(Stored data)
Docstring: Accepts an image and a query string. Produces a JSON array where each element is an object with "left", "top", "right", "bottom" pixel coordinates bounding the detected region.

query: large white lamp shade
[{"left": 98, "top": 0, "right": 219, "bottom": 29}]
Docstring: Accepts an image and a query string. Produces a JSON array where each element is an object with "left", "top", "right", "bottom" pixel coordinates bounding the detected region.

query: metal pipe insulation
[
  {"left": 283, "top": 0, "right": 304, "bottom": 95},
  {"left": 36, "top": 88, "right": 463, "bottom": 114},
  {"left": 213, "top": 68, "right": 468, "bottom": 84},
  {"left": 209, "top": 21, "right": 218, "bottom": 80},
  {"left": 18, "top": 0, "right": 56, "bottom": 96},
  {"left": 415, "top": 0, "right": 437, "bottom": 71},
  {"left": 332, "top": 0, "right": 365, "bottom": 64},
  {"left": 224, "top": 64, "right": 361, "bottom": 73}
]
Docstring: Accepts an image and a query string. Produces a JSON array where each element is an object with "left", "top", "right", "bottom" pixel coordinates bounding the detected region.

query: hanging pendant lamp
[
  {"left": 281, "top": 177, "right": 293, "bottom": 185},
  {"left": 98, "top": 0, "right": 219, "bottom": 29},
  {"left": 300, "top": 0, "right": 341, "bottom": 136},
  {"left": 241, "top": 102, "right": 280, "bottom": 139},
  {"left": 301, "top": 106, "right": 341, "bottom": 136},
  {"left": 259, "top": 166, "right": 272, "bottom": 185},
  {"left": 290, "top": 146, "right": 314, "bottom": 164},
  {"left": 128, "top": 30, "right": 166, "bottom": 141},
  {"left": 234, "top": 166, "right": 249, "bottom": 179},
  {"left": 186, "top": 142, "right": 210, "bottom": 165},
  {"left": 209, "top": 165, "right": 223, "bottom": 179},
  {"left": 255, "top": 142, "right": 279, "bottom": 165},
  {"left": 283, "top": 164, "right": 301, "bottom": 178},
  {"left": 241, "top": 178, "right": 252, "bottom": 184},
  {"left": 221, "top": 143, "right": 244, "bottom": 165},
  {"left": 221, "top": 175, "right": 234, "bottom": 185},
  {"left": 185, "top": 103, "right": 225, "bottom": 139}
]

## What to produce
Restate the data exactly, keeping every line intact.

## Answer to this task
Docstring: Accepts an image and a query string. Produces a JSON array where each element is an object with "left", "top", "right", "bottom" pixel coordinates bounding the detected region.

query: large white lamp shade
[{"left": 98, "top": 0, "right": 219, "bottom": 29}]
Docstring: Accepts an image and a query string. Produces a JSON array where each element is an object with "left", "top", "right", "bottom" pixel coordinates bounding the detected region.

query: metal pipe insulation
[
  {"left": 283, "top": 0, "right": 304, "bottom": 95},
  {"left": 36, "top": 88, "right": 463, "bottom": 114},
  {"left": 213, "top": 68, "right": 468, "bottom": 84},
  {"left": 209, "top": 21, "right": 218, "bottom": 80},
  {"left": 18, "top": 0, "right": 56, "bottom": 96},
  {"left": 415, "top": 0, "right": 437, "bottom": 71},
  {"left": 332, "top": 0, "right": 365, "bottom": 64},
  {"left": 224, "top": 64, "right": 361, "bottom": 73}
]
Docstring: Accepts an image and a query string. Produces a JSON array where each element is an object with "left", "top", "right", "bottom" pixel coordinates bounding the detected region.

query: hanging pendant lamp
[
  {"left": 281, "top": 177, "right": 293, "bottom": 185},
  {"left": 98, "top": 0, "right": 219, "bottom": 29},
  {"left": 300, "top": 0, "right": 341, "bottom": 136},
  {"left": 241, "top": 102, "right": 280, "bottom": 139},
  {"left": 301, "top": 106, "right": 341, "bottom": 136},
  {"left": 259, "top": 166, "right": 272, "bottom": 185},
  {"left": 290, "top": 146, "right": 314, "bottom": 164},
  {"left": 128, "top": 30, "right": 166, "bottom": 141},
  {"left": 234, "top": 166, "right": 249, "bottom": 179},
  {"left": 186, "top": 142, "right": 210, "bottom": 165},
  {"left": 209, "top": 165, "right": 223, "bottom": 179},
  {"left": 255, "top": 142, "right": 279, "bottom": 165},
  {"left": 283, "top": 164, "right": 301, "bottom": 178},
  {"left": 241, "top": 178, "right": 252, "bottom": 184},
  {"left": 221, "top": 143, "right": 244, "bottom": 165},
  {"left": 221, "top": 175, "right": 234, "bottom": 185},
  {"left": 185, "top": 103, "right": 225, "bottom": 139}
]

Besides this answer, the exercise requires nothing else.